Could you repeat the records below exactly, leaving the pictures out?

--------

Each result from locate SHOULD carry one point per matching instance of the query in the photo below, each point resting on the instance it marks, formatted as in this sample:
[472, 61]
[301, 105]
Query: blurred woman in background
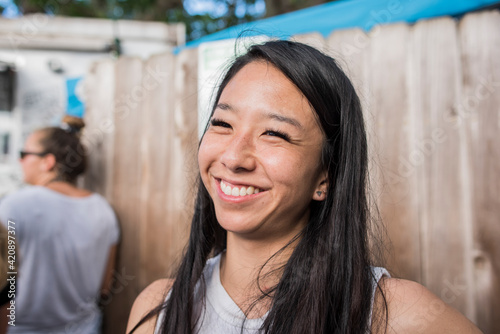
[66, 237]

--------

## The answer
Each result from locate SHOULD carry one point per matching instance of the query in the photo below, each point resting on the instance it marks, formatted as in this sample:
[472, 61]
[301, 105]
Query: blurred woman in background
[66, 237]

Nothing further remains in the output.